* [TASK STATEMENT]: Reproduce the entries word for word, and omit any picture you find in them.

* [LISTED ENTRIES]:
------------------------------------------------
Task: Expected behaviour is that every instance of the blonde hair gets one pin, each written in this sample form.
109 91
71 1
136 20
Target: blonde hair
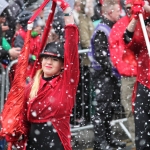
36 84
108 5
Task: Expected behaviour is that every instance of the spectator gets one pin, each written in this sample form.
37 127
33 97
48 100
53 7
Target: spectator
76 10
12 11
86 30
105 79
137 44
126 65
97 13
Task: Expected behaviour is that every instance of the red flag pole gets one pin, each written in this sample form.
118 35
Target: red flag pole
145 33
13 106
44 37
10 121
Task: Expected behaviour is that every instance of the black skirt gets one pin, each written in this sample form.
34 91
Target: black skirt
43 136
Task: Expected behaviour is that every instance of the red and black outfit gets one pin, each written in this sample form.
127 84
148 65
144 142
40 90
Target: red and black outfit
136 42
56 97
18 41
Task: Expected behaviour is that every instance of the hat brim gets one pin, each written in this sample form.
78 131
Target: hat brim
48 54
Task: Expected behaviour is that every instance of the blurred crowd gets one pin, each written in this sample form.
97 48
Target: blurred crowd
107 72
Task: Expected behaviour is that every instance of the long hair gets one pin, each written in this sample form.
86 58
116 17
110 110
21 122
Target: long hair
36 84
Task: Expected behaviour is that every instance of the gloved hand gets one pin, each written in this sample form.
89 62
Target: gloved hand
137 8
62 4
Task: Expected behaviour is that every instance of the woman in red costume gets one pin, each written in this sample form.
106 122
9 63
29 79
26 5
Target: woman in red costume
134 40
49 99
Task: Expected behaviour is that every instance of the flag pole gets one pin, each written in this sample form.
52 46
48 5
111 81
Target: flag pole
144 33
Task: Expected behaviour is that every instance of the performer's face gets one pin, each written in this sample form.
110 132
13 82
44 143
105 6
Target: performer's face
51 66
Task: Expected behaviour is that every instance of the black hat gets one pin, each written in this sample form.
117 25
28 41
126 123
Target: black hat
59 24
54 49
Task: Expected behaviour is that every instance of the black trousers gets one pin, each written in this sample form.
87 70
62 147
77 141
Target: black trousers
107 93
142 118
43 136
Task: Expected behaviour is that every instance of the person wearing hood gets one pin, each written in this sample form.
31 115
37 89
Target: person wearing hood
105 78
125 62
134 40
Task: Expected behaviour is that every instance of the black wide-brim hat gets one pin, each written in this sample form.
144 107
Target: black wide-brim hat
53 49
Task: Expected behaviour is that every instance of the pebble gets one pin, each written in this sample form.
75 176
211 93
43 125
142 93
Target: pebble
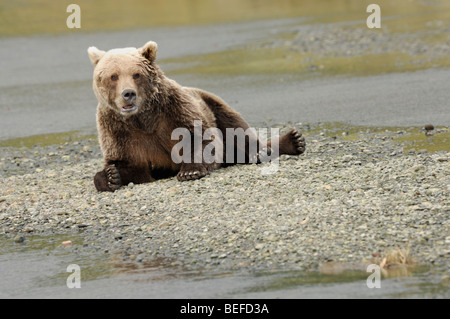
342 200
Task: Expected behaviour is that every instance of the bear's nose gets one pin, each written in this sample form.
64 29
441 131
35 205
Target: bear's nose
129 95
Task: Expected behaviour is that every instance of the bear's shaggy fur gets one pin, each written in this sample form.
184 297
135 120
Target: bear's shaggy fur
139 107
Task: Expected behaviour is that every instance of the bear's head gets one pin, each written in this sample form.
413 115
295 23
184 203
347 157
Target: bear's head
125 79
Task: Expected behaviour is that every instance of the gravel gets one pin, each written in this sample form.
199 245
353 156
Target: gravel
347 199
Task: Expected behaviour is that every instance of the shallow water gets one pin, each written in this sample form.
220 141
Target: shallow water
47 89
38 268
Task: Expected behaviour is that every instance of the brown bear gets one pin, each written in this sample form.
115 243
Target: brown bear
139 108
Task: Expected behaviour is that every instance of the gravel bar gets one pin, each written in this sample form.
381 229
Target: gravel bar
345 200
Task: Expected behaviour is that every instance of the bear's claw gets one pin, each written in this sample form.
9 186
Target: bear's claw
113 177
298 141
191 174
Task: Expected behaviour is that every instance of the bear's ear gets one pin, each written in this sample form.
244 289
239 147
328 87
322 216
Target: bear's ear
149 50
95 55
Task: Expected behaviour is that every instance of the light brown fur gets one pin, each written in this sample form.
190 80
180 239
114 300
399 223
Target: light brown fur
138 109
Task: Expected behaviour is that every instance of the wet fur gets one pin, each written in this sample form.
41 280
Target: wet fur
137 148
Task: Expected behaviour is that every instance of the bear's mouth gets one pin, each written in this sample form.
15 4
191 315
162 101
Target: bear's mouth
129 108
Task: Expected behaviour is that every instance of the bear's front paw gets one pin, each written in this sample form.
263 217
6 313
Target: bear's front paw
192 171
292 143
299 141
113 176
107 180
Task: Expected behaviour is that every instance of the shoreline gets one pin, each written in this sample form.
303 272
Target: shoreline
353 196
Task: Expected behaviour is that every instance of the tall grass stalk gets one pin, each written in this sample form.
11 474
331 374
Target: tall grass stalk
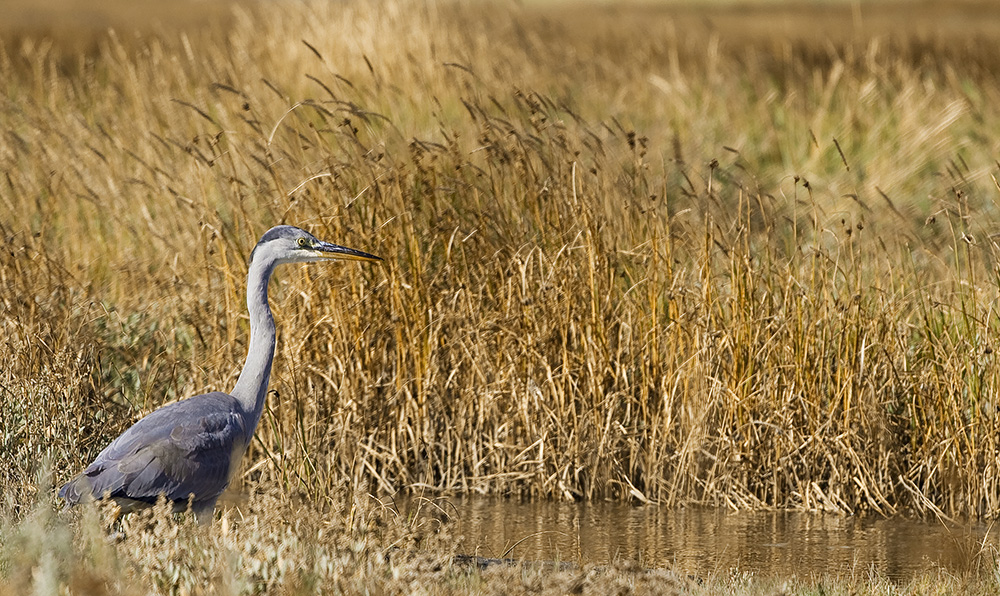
620 263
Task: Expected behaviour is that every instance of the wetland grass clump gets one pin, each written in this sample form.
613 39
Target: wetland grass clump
627 264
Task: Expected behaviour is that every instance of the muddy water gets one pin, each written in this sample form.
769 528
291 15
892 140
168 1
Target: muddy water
704 541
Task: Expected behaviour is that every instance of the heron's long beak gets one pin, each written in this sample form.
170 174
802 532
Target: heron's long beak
328 250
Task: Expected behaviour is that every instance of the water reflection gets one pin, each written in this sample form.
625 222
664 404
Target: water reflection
703 541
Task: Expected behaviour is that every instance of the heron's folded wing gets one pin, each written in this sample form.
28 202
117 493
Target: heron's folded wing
185 449
194 459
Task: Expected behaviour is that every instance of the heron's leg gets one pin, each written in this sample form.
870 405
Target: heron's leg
204 511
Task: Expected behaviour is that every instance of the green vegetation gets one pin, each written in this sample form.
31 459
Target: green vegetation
650 260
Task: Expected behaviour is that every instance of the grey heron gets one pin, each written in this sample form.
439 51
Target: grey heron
189 450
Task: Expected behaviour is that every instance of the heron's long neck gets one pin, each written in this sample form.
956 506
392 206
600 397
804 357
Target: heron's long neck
251 387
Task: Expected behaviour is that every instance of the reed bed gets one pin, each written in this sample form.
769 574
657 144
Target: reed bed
640 263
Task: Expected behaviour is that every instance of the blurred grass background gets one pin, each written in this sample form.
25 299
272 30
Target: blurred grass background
664 253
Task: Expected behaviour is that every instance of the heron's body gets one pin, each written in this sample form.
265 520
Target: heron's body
189 450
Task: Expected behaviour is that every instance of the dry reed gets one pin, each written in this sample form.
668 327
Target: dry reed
619 264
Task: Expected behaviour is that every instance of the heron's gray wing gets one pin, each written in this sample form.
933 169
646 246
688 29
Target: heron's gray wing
183 449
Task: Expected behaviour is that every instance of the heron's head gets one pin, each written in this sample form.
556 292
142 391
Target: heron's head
288 244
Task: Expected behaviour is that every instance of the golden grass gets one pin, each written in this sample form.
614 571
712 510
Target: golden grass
632 263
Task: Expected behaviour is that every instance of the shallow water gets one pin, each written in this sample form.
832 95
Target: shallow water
702 541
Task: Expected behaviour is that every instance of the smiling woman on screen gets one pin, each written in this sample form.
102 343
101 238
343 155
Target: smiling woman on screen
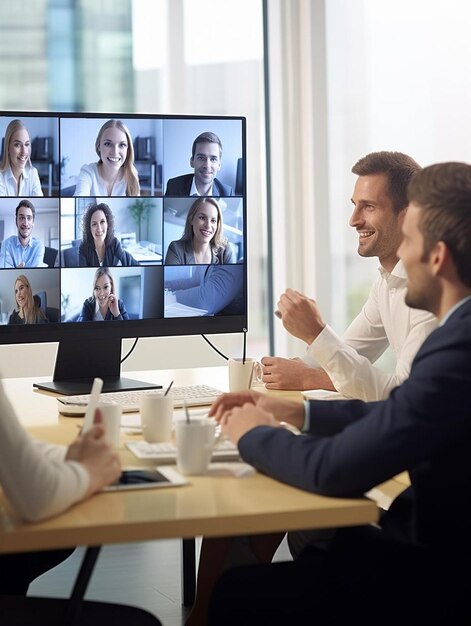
114 174
202 241
18 177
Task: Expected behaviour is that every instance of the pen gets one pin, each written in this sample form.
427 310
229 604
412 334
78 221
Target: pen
187 413
92 404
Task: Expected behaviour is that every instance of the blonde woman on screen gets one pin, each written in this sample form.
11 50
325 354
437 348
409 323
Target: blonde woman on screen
114 174
18 177
27 310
------------------------------------------------
* [THE OUTPUT]:
Task: Expected behaviour is that every instance of the blonde hair gets one pin, each written in this sample form.
109 91
71 1
136 20
Target: blonde hair
36 84
108 5
Task: Expected behaviour is that every instance of the spectator gets one pin, each written in this sample form.
37 127
33 97
48 100
53 7
Target: spectator
76 10
12 11
86 30
105 79
137 44
126 65
97 13
Task: Expected behaviour is that every instance of the red flag pole gets one pin, each written in this sample form.
118 35
Target: red flag pole
145 33
13 106
44 37
10 121
Task: Expected behaviour is that every instance of the black skirt gets one pin, each written in this sample form.
34 91
Target: black skirt
43 136
Task: Expected behaviour is that every instance of the red and black outfit gets one pin, each written in this sample form.
127 84
148 65
144 142
40 90
Target: red and black outfit
136 42
56 97
18 41
Task: Expected behaviour is that every instance of the hat brim gets one pin, each written in this sample form.
78 131
Target: hat brim
48 54
Task: Expected behaviour is that every instance of the blurred crowd gets one pin, each written in this sample form.
97 48
Target: blurred crowd
107 72
Task: Expected behaviour is that every instance of the long hair gets one pin, each written in this sample form.
86 58
116 17
110 110
21 122
Target: long hair
36 84
Task: Expected behaviour is that every instance of the gloved hand gets one pin, each written in this sample form.
89 62
Target: gloved hand
137 8
62 4
Task: Expected behaviour is that every instance of the woman in red costume gets one pin, each written in this sample form.
106 122
9 63
29 79
26 5
Target: woman in red costume
134 40
49 99
Task: Expected behaviour is that every instance of the flag pole gets one pin, each written in this sample form.
52 46
48 5
111 81
Target: flag pole
144 33
Task: Expected behaviour is that every instance of the performer's face gets one pin, each written in this sample form.
110 132
13 82
44 143
105 6
Target: performer's face
51 66
Task: Expected behaviour is that every instance of the black hat gets one pin, each written in this sample form.
117 25
28 41
126 123
Target: black hat
59 24
54 49
Task: Expected behaviour is that every instance of the black trousers gets one pin, each written in this sample form.
87 70
62 147
77 141
Target: black trousers
107 93
142 118
43 136
Task: Expected behaviour is that every instance of the person wearing hood gets one pin, each written in this sample form.
31 115
37 89
Target: person wearing hood
105 78
125 62
134 40
Task: Expected behaviour is that every instance of the black wide-brim hat gets one pin, each written in this sample form.
144 107
Target: black wide-brim hat
53 49
Task: Expected behaviour is that every instance of the pebble gets one pin, each written in this sample form.
75 176
211 93
43 125
142 93
Target: pebble
342 200
Task: Expected behaviour is that every instance of the bear's nose gets one pin, each written in this sample form.
64 29
441 131
35 205
Target: bear's nose
129 95
Task: Expected behaviour is that every instance of the bear's shaggy fur gets one pin, each written in this sample form.
184 297
135 120
Target: bear's shaggy fur
139 107
Task: Expected behaviour is that every instance of the bear's head gets one pin, each written in this sample form.
413 115
295 23
184 203
347 157
Target: bear's head
125 79
Task: Expected behaviour is that every instance of the gravel gets one pin, each written in this sample form.
199 245
353 156
Target: gravel
347 199
Task: Expected behaviour is that every instance of the shallow water gets one pin, each written in this sample form.
220 141
Target: shallow water
47 89
38 268
Task: Expected behaviour is that every instance of the brown bear gets one pin, each written in this sample form.
115 243
Target: brown bear
139 108
Task: Expected behaviour is that every instance of the gravel bar gets one pin, each written in this sample form.
381 229
Target: gravel bar
345 200
Task: Expected behaviour is that every instance of the bear's claw gets one pin, each written in this sample form.
9 186
Target: bear's claw
113 177
298 141
191 174
Task: Expected behaviour is that every instance of the bear's ear gets one pin, each written in this sample form.
244 289
239 147
328 87
322 216
Target: bear's ear
149 50
95 55
Task: Expected behaviour is that every instance of the light brown fur gets one pin, each written in this sample form.
190 80
180 239
114 300
399 223
Target: light brown fur
138 109
Task: Expected behaviour is that every instance of the wet fur gets one pin, each written in this sample form.
41 280
Target: wet fur
137 148
Task: Expected behaviour is that every instance of the bear's mouth gets one pin, each written in this sample form.
15 4
191 315
162 101
Target: bear's mouth
129 108
Task: Expected behaviour is that every instance of the bear's front paw gets one pin, each written in this sample form.
263 217
6 313
Target: bear's front paw
192 171
292 143
299 141
113 176
107 180
Task: Expected behaviour is that every instance of the shoreline gets one pin, each written in this sample form.
303 272
Target: shoreline
353 196
Task: Expected behaviour is that every instance of the tall grass stalk gets one pin, each written in this sample form.
11 474
331 374
Target: tall grass stalk
620 263
Task: Expected behaviour is that every instance of the wetland grass clump gets one pin, each written in this sample form.
613 39
Target: wetland grass clump
627 264
Task: Expected behaviour is that every instance of the muddy water gets one pin, each written in this sample form.
769 528
291 15
892 140
168 1
Target: muddy water
704 541
Task: Expected behaviour is that every instance of the heron's long beak gets one pin, each written in this sample form.
170 174
802 532
Target: heron's long beak
328 250
Task: Expected behaviour is that every instance of the water reflection gets one pin, each written in this sample form.
625 222
664 404
Target: water reflection
703 541
Task: Expected behaviour is that every instance of the heron's folded wing gets one pin, each written in this sample form.
28 202
117 493
Target: heron's folded wing
185 449
194 459
Task: Expected behaviour is that every instance of the heron's leg gets one pin, each written in this sample form.
870 405
Target: heron's leg
204 511
Task: Expected behaviour is that every instance of the green vegetation gets one pin, each written in this sample form.
31 459
Target: green vegetation
650 260
Task: Expected behaviour is that every instance of the grey heron gets one pin, each written in this sample form.
439 51
Target: grey heron
189 450
Task: Expected behaviour is that every instance of the heron's long neck gets one pin, each written in this sample form.
956 506
392 206
600 397
804 357
Target: heron's long neck
251 387
Task: Expected behaviour is that every instance of the reed bed gets one pin, each written in this sample form.
769 574
657 144
Target: reed bed
640 263
Task: Expected behaviour is that every instance of the blurred grass background gets one pin, each written in this sample form.
25 299
272 30
Target: blurred grass background
664 253
Task: Expected behaviour is that every instance of the heron's body gets one pin, each written in this sample form.
265 520
Target: heron's body
189 450
Task: Expected behaviour is that every instance of the dry reed gets one pin, each written in this sample form.
668 327
Target: dry reed
619 264
Task: Expected behaviour is that every instance of the heron's gray wing gets one pin, each written in this sample form.
933 169
646 246
688 29
Target: heron's gray wing
183 449
Task: Expected behaviour is that every instance of the heron's head gets one pin, each written in this sample form.
556 292
142 391
Target: heron's head
288 244
Task: Expected behaviour is that every instance of the golden grass gets one pin, each written in this sample form.
614 571
712 510
Target: golden grass
632 263
Task: Expected behaviour is that every instance of the shallow water gets one pin, each written in this sample form.
832 95
Target: shallow water
702 541
Task: Expected behaviour is that every instance of the smiling woman on screen gets one pin, each written in this sample form.
102 343
101 238
343 155
Target: smiling woman on screen
114 174
202 241
18 177
Task: Expected behaviour is that every instance of the pen gets one pin, each written in this sample form.
427 310
229 604
412 334
78 221
Target: pen
187 413
92 404
Task: Expected behaviour is that every instance of the blonde woman on screen gets one pin, each written in this sample form.
11 50
325 354
437 348
409 323
Target: blonde woman on screen
114 174
18 177
27 310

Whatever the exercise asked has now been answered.